Calculating summary statistics

This page is a tutorial on calculating summary statistics from a libsequence.VariantMatrix. We also show how to interchange data between msprime [5] and pylibseq.

Simple overview of concepts

In [1]: import msprime

In [2]: import libsequence

In [3]: import numpy as np

# Get a TreeSequence from msprime
In [4]: ts = msprime.simulate(100, mutation_rate=250., recombination_rate=250., random_seed=42)

# TreeSequence -> VariantMatrix
In [5]: vm = libsequence.VariantMatrix.from_TreeSequence(ts)

# VariantMatrix -> AlleleCountMatrix
In [6]: ac = vm.count_alleles()

Certain summary statistics can be calculated simply from allele counts via libsequence.AlleleCountMatrix. Calculations invovling linkage disequilibrium will typically require the entire libsequence.VariantMatrix object.

→ Written instruction 1
List each line of the listing that contains the word "military".

[Extracted data entries]

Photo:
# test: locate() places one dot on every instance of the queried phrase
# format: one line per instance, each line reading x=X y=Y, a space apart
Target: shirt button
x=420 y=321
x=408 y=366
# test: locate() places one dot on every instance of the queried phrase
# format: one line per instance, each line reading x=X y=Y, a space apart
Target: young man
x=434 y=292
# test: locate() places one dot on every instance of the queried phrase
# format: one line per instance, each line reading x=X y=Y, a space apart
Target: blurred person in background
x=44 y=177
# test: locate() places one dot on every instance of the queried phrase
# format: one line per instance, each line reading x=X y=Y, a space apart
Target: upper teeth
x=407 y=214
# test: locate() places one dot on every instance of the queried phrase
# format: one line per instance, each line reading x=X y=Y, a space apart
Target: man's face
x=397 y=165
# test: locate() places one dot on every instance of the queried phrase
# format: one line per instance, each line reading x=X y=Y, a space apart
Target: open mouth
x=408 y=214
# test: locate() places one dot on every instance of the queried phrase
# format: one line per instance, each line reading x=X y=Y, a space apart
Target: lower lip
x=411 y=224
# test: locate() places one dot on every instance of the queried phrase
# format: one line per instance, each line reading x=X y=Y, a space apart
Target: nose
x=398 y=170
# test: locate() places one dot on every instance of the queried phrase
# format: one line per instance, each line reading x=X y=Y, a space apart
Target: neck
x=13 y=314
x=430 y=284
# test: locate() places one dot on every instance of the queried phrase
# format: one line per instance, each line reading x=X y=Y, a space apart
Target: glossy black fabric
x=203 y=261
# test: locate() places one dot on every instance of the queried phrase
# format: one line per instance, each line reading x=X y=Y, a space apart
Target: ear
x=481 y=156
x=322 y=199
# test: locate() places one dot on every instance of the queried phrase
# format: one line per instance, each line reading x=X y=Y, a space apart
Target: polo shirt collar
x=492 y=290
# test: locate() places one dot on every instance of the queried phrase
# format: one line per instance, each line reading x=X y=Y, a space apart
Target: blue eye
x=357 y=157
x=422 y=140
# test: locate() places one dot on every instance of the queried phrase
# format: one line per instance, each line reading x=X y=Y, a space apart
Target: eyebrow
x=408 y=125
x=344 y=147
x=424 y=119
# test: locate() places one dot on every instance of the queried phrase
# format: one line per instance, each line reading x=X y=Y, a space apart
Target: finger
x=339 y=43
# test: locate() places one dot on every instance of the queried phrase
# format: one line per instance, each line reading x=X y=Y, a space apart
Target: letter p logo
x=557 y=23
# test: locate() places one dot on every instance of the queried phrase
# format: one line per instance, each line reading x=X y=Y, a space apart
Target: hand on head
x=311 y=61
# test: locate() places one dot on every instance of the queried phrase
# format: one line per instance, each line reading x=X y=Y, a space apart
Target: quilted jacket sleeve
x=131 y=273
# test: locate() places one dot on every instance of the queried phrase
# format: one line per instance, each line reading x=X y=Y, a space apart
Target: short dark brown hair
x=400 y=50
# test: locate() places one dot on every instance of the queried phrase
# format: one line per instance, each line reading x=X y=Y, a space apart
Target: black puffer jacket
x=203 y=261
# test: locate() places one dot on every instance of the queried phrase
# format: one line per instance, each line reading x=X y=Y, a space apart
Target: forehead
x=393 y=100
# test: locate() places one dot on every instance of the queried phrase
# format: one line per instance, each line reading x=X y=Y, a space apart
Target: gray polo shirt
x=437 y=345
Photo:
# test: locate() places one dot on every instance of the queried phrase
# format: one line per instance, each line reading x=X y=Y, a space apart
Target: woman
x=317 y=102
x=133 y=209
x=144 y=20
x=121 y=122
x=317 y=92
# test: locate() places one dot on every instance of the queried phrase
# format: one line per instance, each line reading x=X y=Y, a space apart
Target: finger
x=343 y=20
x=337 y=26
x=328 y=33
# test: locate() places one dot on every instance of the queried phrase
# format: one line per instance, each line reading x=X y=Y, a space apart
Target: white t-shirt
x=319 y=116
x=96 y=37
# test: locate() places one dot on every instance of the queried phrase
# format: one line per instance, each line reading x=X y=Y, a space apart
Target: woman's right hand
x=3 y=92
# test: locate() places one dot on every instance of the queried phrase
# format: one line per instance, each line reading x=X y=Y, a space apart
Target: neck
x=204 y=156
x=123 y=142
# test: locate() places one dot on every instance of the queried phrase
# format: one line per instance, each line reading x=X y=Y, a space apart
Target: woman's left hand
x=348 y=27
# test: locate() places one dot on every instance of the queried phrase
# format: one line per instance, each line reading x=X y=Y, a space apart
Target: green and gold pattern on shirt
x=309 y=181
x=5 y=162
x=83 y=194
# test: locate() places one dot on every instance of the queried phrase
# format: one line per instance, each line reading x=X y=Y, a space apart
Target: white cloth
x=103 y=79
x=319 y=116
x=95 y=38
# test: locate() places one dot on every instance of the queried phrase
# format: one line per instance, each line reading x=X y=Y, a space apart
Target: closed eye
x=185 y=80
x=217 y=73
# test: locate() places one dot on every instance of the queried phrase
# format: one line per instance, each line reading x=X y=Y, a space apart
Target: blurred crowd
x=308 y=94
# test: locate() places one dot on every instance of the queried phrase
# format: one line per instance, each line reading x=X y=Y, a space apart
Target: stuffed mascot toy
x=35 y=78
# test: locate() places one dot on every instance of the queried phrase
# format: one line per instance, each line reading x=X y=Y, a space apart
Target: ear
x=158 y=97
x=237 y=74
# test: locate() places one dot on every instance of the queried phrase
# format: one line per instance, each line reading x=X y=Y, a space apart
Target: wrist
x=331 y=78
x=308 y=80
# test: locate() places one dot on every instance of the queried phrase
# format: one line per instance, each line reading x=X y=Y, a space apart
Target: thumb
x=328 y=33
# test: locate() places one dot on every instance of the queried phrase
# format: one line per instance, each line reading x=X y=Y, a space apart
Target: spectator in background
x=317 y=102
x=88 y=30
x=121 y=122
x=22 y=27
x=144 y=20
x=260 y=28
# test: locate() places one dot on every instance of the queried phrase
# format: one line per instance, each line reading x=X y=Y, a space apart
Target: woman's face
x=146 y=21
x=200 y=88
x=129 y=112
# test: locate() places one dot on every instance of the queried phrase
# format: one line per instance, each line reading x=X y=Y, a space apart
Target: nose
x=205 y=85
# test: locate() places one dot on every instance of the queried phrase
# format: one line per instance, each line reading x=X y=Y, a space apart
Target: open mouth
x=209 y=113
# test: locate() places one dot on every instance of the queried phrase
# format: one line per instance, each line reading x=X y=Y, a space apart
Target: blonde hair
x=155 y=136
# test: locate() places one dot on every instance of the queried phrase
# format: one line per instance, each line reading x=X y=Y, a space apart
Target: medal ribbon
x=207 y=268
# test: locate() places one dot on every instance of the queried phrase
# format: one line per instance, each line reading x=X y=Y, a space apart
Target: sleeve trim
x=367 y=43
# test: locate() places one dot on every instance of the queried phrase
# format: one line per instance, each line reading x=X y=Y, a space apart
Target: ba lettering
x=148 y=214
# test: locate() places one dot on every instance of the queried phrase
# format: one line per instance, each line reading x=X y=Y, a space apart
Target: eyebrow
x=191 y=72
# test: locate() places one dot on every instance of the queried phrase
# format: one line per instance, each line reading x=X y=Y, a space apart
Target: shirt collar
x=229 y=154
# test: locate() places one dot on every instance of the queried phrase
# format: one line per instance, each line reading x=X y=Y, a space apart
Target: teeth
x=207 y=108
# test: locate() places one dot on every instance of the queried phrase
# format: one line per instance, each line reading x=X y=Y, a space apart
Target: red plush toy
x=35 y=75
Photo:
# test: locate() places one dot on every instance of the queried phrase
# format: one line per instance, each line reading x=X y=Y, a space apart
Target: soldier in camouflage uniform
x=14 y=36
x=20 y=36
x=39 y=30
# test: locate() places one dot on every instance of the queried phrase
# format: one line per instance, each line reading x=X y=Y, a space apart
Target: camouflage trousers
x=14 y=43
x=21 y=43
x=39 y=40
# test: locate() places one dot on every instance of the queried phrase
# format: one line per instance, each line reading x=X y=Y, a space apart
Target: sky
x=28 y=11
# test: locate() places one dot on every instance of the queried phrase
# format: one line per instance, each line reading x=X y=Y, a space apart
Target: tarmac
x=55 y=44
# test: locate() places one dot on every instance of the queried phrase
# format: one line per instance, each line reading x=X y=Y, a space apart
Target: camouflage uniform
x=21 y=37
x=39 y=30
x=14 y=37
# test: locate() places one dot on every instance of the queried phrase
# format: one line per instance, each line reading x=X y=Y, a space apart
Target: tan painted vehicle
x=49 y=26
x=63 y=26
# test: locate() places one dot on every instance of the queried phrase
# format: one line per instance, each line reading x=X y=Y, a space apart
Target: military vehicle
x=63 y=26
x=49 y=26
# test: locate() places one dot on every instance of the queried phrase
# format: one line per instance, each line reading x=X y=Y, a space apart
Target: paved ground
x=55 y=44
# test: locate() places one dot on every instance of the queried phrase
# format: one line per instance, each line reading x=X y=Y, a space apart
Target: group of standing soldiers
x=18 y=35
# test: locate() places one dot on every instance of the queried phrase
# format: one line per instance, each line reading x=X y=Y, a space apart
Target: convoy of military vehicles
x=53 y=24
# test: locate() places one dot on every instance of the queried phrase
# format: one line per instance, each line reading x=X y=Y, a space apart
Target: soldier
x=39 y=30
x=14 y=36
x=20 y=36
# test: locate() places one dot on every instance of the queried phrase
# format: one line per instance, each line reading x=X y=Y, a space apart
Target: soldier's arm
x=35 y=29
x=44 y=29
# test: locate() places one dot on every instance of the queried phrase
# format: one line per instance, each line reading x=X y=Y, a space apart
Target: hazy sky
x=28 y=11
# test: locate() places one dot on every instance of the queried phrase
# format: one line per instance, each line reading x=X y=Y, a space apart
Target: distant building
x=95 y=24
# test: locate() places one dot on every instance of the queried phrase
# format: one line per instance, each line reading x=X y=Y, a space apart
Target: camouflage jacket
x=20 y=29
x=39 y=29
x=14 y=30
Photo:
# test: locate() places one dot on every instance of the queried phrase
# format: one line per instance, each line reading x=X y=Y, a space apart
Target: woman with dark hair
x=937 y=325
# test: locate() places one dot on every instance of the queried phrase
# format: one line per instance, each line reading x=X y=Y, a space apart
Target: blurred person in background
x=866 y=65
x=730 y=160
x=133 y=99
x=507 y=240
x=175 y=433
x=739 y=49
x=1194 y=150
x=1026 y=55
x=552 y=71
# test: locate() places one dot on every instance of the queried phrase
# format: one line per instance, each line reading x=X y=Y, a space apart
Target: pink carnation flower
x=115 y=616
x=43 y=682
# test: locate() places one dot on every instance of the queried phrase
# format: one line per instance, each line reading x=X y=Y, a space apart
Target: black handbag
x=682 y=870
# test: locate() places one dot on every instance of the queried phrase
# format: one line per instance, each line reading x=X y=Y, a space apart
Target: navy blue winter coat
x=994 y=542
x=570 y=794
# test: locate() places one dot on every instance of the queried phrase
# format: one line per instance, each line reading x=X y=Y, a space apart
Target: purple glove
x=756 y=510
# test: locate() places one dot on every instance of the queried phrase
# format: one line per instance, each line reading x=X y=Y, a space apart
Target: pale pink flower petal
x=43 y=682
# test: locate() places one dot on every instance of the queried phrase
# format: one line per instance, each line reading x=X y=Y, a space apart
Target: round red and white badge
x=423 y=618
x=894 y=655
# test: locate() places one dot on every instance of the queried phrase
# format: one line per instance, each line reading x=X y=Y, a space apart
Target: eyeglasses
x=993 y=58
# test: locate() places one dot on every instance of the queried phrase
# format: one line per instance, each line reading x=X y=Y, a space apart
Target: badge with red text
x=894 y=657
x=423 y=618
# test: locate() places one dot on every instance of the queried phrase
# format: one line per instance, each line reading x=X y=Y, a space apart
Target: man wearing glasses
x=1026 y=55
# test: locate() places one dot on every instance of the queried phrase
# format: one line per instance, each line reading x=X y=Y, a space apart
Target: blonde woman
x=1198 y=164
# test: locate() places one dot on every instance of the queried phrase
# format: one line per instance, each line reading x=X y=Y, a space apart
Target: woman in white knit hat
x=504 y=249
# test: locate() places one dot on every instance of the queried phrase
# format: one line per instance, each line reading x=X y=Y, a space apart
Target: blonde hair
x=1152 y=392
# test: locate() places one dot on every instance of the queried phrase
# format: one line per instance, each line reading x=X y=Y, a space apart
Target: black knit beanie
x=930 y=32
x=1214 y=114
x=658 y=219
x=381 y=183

→ Written instruction 2
Summarize the tutorial above in two sentences.

→ Task result 1
Target: military vehicle
Target: convoy of military vehicles

→ Task result 2
The tutorial shows how to calculate summary statistics from a libsequence.VariantMatrix and how to move data between msprime and pylibseq, turning an msprime TreeSequence into a VariantMatrix and then into an AlleleCountMatrix. Some summary statistics can be calculated from allele counts alone through libsequence.AlleleCountMatrix, while calculations involving linkage disequilibrium typically require the entire VariantMatrix object.